**The exercise**
Reproduce every one of the following records verbatim, from the first through the last.

Records from a point-labeling set:
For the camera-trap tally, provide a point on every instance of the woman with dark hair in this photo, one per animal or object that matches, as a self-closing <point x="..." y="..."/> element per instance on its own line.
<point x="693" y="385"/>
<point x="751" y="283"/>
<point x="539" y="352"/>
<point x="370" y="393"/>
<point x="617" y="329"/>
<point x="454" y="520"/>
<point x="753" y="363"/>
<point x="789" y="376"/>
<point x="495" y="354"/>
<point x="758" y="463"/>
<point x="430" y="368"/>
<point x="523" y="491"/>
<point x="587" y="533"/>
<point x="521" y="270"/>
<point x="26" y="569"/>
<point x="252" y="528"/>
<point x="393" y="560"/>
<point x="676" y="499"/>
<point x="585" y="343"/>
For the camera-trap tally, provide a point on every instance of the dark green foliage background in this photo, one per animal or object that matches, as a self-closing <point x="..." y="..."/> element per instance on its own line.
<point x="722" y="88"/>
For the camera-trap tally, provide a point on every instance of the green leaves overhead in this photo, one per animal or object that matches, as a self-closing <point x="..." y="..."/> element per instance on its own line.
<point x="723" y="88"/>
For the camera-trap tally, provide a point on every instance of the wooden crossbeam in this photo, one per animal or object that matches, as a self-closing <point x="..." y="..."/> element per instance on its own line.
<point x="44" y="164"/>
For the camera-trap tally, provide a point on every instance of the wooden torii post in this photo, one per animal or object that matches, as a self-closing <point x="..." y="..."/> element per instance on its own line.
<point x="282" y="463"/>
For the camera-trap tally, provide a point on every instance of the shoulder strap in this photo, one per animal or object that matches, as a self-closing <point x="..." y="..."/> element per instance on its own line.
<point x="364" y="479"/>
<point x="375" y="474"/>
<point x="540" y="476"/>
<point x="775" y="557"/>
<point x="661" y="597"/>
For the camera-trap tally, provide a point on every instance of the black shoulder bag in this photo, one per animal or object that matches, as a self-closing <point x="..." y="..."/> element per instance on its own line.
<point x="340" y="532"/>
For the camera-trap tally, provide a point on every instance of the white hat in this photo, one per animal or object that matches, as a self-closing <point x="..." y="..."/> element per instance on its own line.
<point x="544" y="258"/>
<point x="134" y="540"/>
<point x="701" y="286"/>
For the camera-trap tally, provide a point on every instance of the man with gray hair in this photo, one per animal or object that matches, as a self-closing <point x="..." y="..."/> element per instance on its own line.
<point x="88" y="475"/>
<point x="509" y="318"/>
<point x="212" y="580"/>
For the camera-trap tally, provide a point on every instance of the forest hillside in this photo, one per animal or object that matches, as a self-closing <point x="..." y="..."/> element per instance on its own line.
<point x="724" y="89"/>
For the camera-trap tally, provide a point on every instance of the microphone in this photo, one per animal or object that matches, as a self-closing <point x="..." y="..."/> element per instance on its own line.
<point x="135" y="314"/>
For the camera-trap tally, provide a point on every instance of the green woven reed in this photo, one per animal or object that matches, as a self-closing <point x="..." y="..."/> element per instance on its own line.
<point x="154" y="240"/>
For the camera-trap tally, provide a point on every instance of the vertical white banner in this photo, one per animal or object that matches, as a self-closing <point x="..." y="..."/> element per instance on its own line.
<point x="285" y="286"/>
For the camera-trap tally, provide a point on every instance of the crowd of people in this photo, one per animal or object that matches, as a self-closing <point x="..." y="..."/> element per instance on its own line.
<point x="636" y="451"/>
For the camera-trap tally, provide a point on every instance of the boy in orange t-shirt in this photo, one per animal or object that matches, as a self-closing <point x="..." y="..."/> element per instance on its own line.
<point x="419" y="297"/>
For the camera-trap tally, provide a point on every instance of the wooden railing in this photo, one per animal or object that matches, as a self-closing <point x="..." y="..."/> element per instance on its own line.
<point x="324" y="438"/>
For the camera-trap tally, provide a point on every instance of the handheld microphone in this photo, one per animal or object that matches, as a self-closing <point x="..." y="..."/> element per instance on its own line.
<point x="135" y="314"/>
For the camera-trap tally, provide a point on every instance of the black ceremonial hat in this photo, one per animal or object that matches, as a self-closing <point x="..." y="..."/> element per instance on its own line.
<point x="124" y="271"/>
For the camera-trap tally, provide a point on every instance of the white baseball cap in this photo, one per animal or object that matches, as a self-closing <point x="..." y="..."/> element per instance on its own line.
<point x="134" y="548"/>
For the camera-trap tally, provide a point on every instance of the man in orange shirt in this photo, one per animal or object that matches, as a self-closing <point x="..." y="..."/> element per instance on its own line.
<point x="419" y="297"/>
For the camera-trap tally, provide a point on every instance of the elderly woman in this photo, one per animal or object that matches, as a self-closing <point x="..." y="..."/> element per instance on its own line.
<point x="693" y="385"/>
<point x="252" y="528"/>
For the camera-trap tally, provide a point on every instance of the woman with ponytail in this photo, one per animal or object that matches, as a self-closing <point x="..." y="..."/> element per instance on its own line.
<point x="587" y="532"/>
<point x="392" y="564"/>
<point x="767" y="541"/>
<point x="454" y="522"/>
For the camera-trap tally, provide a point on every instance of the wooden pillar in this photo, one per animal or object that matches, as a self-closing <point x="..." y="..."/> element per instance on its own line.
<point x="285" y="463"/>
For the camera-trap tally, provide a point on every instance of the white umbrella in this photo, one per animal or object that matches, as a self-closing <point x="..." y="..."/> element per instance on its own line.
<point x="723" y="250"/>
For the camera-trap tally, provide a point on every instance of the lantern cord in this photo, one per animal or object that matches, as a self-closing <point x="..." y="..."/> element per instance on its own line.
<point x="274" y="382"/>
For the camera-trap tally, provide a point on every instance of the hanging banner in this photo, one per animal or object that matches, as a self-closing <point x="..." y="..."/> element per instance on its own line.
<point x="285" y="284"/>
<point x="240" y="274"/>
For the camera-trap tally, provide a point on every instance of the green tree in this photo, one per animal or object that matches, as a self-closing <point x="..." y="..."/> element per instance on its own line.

**Solution to the problem**
For the camera-trap tally, provide a point on every instance of the woman with dark hair in this photo, one per animal or object that matches, as a self-closing <point x="..." y="..."/> element per instance on its own line.
<point x="693" y="385"/>
<point x="751" y="283"/>
<point x="539" y="352"/>
<point x="370" y="393"/>
<point x="617" y="329"/>
<point x="454" y="520"/>
<point x="753" y="363"/>
<point x="789" y="376"/>
<point x="495" y="354"/>
<point x="758" y="463"/>
<point x="430" y="368"/>
<point x="523" y="491"/>
<point x="587" y="533"/>
<point x="521" y="270"/>
<point x="26" y="569"/>
<point x="252" y="528"/>
<point x="393" y="560"/>
<point x="676" y="499"/>
<point x="585" y="343"/>
For the camera-trap tally, provide a point on every instance of the dark green foliage background in this photo, one per animal or object that matches, as a self-closing <point x="..." y="..."/> element per instance on its own line.
<point x="722" y="88"/>
For the camera-trap tally, provide a point on every instance of the green leaves overhead in this photo, one per animal or object that matches, as a self-closing <point x="..." y="..."/> element per instance on its own line.
<point x="723" y="88"/>
For the camera-trap tally, provide a point on every instance of the wooden crossbeam in this photo, one per animal or object that matches, as a self-closing <point x="..." y="..."/> element per instance on its own line.
<point x="44" y="164"/>
For the camera-trap tally, provide a point on every instance of the wooden torii post in this photo, one per animal or object that matches, as a self-closing <point x="..." y="..."/> element per instance on its own line.
<point x="282" y="463"/>
For the camera-trap tally, provide a point on every instance of the shoulder strap in this photo, one per animal or object that matches, as a self-closing <point x="..." y="..."/> element per instance on its own line.
<point x="364" y="479"/>
<point x="375" y="474"/>
<point x="540" y="476"/>
<point x="775" y="557"/>
<point x="661" y="597"/>
For the camera-trap tally, provide a point on every instance of the black shoulder bag in this photo, one per animal or object that matches, as a self-closing <point x="..." y="..."/> element per instance on its own line.
<point x="340" y="532"/>
For the camera-trap tally, provide a point on every instance of the white hat in this photo, one per animal or object that matches, as a self-closing <point x="..." y="..."/> element per instance on its own line.
<point x="544" y="258"/>
<point x="134" y="540"/>
<point x="701" y="286"/>
For the camera-trap tally, provide a point on every instance of the man with gray hair in this photo, one per animal or object that matches, as a self-closing <point x="..." y="..."/> element per instance on its own line.
<point x="88" y="475"/>
<point x="509" y="318"/>
<point x="212" y="580"/>
For the camera-trap tally, provide a point on every instance of the forest hillside in this photo, one per animal or object that matches, as a self-closing <point x="..." y="..."/> element per instance on its own line.
<point x="724" y="89"/>
For the camera-trap tally, provide a point on every instance of the microphone in this photo, one per animal or object that matches, as a self-closing <point x="..." y="..."/> element per instance on its own line.
<point x="135" y="314"/>
For the camera-trap tally, provide a point on every instance of the green woven reed in this photo, one per animal or object that matches, as a self-closing <point x="..." y="..."/> element per instance on its own line.
<point x="154" y="240"/>
For the camera-trap tally, provide a point on every instance of the vertical white banner in this photo, one per animal or object that matches, as a self-closing <point x="..." y="..."/> element per instance on its own line.
<point x="285" y="286"/>
For the camera-trap tally, provide a point on every instance of the crowd of people in this photo, one per animal or object that matches, as a self-closing <point x="..." y="..."/> element per instance on its own line.
<point x="636" y="451"/>
For the camera-trap tally, provide a point on every instance of the boy in orange t-shirt in this photo, one per animal or object that matches, as a self-closing <point x="..." y="..."/> element per instance on its own line.
<point x="419" y="297"/>
For the camera-trap tally, provide a point on every instance of the wooden railing in this photo, one per animal or object that matches, as a self-closing <point x="..." y="..."/> element per instance on its own line.
<point x="324" y="438"/>
For the camera-trap tally, provide a point on every instance of the handheld microphone in this photo, one per animal or object that matches, as a self-closing <point x="..." y="..."/> element per instance on its own line.
<point x="135" y="314"/>
For the camera-trap tally, provide a point on every instance of the black ceremonial hat in this photo, one per animal or object that matches, as a self-closing <point x="..." y="..."/> element per instance on its own line.
<point x="124" y="271"/>
For the camera-trap tally, provide a point on every instance of the white baseball cap in this photo, one per animal or object that matches, as a self-closing <point x="..." y="..."/> element per instance on its own line.
<point x="134" y="548"/>
For the camera-trap tally, provide a point on every instance of the man in orange shirt in this photo, one per animal or object that matches, as a self-closing <point x="..." y="..."/> element per instance on its own line.
<point x="419" y="297"/>
For the camera-trap tally, provide a point on every instance of the elderly woman in this photo, one per animal or object that matches, as a self-closing <point x="..." y="..."/> element per instance on its own line.
<point x="693" y="385"/>
<point x="252" y="528"/>
For the camera-trap tally, provide a point on every instance of the woman with ponytail in this photo, one per animal or object that matches, as a self-closing <point x="..." y="..."/> element per instance on its own line.
<point x="587" y="532"/>
<point x="392" y="564"/>
<point x="767" y="541"/>
<point x="454" y="522"/>
For the camera-trap tally, provide a point on every instance of the wooden pillar in this photo, one per animal or object that matches, as a self-closing <point x="..." y="..."/> element per instance on its own line.
<point x="285" y="463"/>
For the camera-trap tally, provide a point on every instance of the white umbrella in this photo, one per animal or object that matches, as a self-closing <point x="..." y="..."/> element per instance on its own line.
<point x="723" y="250"/>
For the camera-trap tally, provide a point on every instance of the lantern cord in this photo, one per animal or object that matches, as a self-closing <point x="..." y="..."/> element per instance on its own line.
<point x="274" y="382"/>
For the camera-trap tally, provide a point on every instance of the hanging banner in this photo, one per animal or object that matches, as a self-closing <point x="..." y="..."/> element per instance on its own line.
<point x="285" y="284"/>
<point x="240" y="274"/>
For the camera-trap tally, provide a point on every instance of the green tree in this photo, one per animal or object that matches, as a self-closing <point x="..." y="..."/> element per instance on its own line.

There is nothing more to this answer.